- [Source document]
Cost is not merely a factor of what is more or less expensive because an anti-slip product such as coatings or flooring material that may appear less expensive upfront can lead to frequent repairs and upkeep later on. Consider all initial, recurring, and needed repair costs before making a selection.

Application and Installation

The ease of installing your flooring also adds to costs, both time and money. It is recommended that you use a professional installer to ensure it is done correctly.

Environment and Visual Appeal

Where flooring will be installed plays a vital role, as the temperature of the environment can affect the effectiveness of the material. Some surfaces can become more slippery when heated or cooled. Additionally, if the area is or will be prone to getting wet, it is better to consider non-slip flooring.

Lastly, the aesthetics of the flooring can increase the comfort your workers and consumers feel in the environment. A textured surface with high slip resistance may have less visual appeal than a smoother alternative. Ideal anti-slip surfaces should have some “give” as they allow users to stand and walk comfortably without soreness and prevent serious injury should an accident occur.

Durability, Maintenance and Sanitation

If the flooring material is highly durable, it is more likely to be low upkeep while ensuring the product’s long-term attractiveness. This means it requires little to no maintenance or repairs, keeping costs down. In addition, non-slip flooring should be easy to clean and dry to prevent mold and harmful bacteria from building up.

Slip-resistance Rating

Slip-resistance rating is determined through various Coefficient of Friction (CoF) testing. While different organizations worldwide have different preferred testing methods, such as the pendulum test, the slip alert and the three pedestrian floor friction standards of testing, they all classify flooring materials based on their slip resistance rating into grades, with higher numbers closer to 1 being extremely slip resistant – suitable for areas with high risk of slipping – and lower numbers (like 0.0 CoF) being very slippery.

Flooring Materials

There are a wide variety of anti-slip flooring materials. Below are just a few of the more common types for you to consider:

Porcelain Tiles

Textured porcelain tiles offer good slip resistance and can simulate mineral floors like slate and stone. They are clay products baked at extremely high temperatures for density and strength. They can be found in lobbies and hallways.

Vinyl Composition Tile

Vinyl composition tile is relatively inexpensive and made of limestone and other materials. It can withstand heavy foot traffic, and many come with a finish that makes initial upkeep quick and easy. However, it becomes very slippery when wet. It is commonly used in schools, hospitals, and offices.

Image-based pointing data
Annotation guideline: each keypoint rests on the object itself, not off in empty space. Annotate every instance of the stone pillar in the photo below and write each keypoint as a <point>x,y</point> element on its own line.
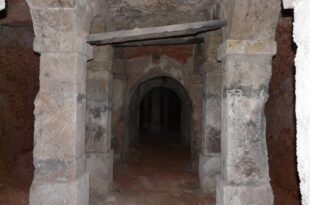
<point>244,162</point>
<point>99,156</point>
<point>59,137</point>
<point>209,159</point>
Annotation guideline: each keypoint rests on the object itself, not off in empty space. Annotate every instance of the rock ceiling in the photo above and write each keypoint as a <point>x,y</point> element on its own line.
<point>129,14</point>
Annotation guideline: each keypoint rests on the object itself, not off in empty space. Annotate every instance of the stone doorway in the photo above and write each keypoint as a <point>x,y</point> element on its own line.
<point>158,169</point>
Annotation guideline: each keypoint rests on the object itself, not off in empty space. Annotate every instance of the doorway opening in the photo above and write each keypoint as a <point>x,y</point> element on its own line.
<point>160,117</point>
<point>158,169</point>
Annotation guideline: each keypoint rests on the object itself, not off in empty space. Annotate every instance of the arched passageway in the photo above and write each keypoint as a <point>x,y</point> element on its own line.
<point>160,108</point>
<point>158,166</point>
<point>160,116</point>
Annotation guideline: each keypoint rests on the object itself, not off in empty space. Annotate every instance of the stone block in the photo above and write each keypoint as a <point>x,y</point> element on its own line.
<point>59,170</point>
<point>62,73</point>
<point>51,3</point>
<point>75,192</point>
<point>55,22</point>
<point>69,43</point>
<point>59,126</point>
<point>251,194</point>
<point>98,133</point>
<point>100,168</point>
<point>247,47</point>
<point>209,168</point>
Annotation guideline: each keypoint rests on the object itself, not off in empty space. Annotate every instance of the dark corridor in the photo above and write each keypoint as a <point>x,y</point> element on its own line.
<point>160,116</point>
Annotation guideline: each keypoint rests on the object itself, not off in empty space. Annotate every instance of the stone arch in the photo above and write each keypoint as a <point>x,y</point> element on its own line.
<point>140,90</point>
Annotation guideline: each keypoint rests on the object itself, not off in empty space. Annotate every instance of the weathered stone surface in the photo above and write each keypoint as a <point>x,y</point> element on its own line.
<point>258,194</point>
<point>99,161</point>
<point>128,14</point>
<point>302,61</point>
<point>99,105</point>
<point>243,141</point>
<point>73,192</point>
<point>100,167</point>
<point>251,20</point>
<point>280,107</point>
<point>209,168</point>
<point>60,108</point>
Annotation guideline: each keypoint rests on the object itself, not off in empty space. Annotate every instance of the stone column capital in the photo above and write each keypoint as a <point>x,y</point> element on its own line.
<point>246,47</point>
<point>66,44</point>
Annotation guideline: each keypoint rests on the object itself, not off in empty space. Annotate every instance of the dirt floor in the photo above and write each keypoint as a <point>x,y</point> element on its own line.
<point>157,174</point>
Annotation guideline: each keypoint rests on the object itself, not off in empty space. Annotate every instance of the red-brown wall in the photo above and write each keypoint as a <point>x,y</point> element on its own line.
<point>280,114</point>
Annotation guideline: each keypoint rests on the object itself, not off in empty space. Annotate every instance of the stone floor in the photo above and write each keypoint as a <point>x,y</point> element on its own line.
<point>14,187</point>
<point>157,174</point>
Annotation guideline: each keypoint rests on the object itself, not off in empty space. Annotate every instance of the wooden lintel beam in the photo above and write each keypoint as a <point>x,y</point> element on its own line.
<point>140,34</point>
<point>163,41</point>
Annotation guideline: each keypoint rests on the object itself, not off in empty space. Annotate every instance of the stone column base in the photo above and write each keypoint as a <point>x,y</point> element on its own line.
<point>100,168</point>
<point>252,194</point>
<point>73,192</point>
<point>209,168</point>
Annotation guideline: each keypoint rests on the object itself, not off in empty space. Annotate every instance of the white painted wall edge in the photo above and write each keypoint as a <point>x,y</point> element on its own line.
<point>302,62</point>
<point>2,4</point>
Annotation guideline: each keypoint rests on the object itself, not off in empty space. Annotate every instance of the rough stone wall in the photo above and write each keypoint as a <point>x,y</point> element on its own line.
<point>280,117</point>
<point>18,87</point>
<point>301,37</point>
<point>173,61</point>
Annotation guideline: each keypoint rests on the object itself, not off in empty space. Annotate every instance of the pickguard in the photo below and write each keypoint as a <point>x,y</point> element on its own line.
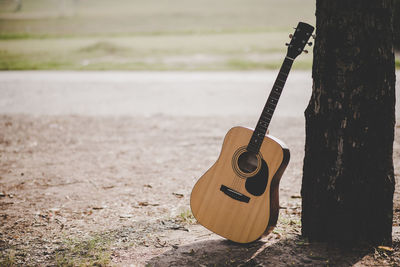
<point>257,183</point>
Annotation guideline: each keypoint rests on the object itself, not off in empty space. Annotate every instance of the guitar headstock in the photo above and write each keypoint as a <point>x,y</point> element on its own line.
<point>299,39</point>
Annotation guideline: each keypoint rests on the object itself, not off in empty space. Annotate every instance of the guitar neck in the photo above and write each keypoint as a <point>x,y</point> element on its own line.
<point>269,108</point>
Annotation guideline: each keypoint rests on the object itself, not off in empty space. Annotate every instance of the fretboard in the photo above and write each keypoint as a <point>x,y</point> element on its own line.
<point>269,108</point>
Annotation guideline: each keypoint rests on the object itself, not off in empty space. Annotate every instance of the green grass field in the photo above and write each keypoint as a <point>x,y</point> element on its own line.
<point>149,34</point>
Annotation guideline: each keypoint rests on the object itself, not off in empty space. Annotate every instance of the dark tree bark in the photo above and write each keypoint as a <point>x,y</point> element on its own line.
<point>348,178</point>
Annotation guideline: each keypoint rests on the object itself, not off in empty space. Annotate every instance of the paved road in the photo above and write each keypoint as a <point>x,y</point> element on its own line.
<point>149,93</point>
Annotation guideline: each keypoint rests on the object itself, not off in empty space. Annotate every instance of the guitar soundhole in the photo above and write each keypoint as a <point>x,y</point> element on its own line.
<point>248,162</point>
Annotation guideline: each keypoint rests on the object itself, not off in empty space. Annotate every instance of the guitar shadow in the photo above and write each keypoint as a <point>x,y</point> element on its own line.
<point>286,252</point>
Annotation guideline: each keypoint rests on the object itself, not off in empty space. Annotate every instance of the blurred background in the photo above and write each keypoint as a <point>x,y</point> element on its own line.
<point>149,34</point>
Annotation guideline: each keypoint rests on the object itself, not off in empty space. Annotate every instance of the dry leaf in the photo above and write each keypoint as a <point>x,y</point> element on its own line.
<point>385,249</point>
<point>178,195</point>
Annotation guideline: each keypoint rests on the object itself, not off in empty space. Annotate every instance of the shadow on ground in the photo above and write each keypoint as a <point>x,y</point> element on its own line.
<point>287,252</point>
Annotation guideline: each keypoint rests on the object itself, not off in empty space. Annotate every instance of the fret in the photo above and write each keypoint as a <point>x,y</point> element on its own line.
<point>269,108</point>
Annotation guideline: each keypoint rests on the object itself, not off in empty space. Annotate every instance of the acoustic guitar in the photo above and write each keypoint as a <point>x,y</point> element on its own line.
<point>238,197</point>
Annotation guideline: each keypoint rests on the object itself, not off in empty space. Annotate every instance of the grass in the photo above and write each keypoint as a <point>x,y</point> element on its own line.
<point>95,251</point>
<point>8,259</point>
<point>149,35</point>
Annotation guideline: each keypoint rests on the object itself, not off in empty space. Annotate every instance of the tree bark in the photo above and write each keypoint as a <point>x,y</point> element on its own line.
<point>348,178</point>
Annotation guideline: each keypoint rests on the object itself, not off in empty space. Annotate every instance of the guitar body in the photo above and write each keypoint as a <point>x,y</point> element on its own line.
<point>238,197</point>
<point>238,202</point>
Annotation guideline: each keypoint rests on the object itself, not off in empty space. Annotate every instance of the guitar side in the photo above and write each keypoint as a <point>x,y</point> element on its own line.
<point>220,200</point>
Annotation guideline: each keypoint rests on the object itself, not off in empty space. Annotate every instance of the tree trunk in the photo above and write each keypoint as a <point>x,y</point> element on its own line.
<point>348,178</point>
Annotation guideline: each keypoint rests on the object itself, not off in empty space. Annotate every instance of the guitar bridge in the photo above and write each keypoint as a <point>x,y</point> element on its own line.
<point>234,194</point>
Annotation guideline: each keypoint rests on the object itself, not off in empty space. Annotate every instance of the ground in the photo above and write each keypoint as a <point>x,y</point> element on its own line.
<point>84,181</point>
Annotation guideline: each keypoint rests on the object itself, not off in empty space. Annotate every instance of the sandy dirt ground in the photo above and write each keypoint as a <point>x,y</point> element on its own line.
<point>96,168</point>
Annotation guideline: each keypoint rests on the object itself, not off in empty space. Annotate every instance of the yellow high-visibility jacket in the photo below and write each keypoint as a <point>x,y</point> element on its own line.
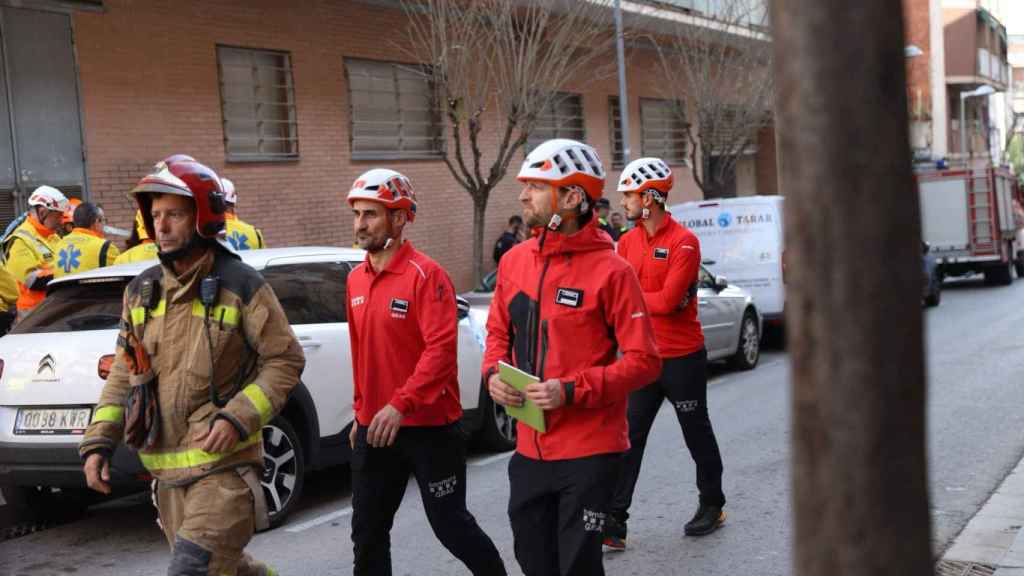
<point>31,253</point>
<point>242,235</point>
<point>82,250</point>
<point>147,250</point>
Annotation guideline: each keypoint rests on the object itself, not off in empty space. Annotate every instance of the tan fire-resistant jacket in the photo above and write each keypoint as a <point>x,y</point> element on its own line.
<point>173,334</point>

- [Your goal]
Rewrite the anti-slip flooring text between "Cost is not" and "consider non-slip flooring.", inclusive, changing "installer" to "contractor". These records have nothing to do with the anti-slip flooring text.

- [Response]
Cost is not merely a factor of what is more or less expensive because an anti-slip product such as coatings or flooring material that may appear less expensive upfront can lead to frequent repairs and upkeep later on. Consider all initial, recurring, and needed repair costs before making a selection.

Application and Installation

The ease of installing your flooring also adds to costs, both time and money. It is recommended that you use a professional contractor to ensure it is done correctly.

Environment and Visual Appeal

Where flooring will be installed plays a vital role, as the temperature of the environment can affect the effectiveness of the material. Some surfaces can become more slippery when heated or cooled. Additionally, if the area is or will be prone to getting wet, it is better to consider non-slip flooring.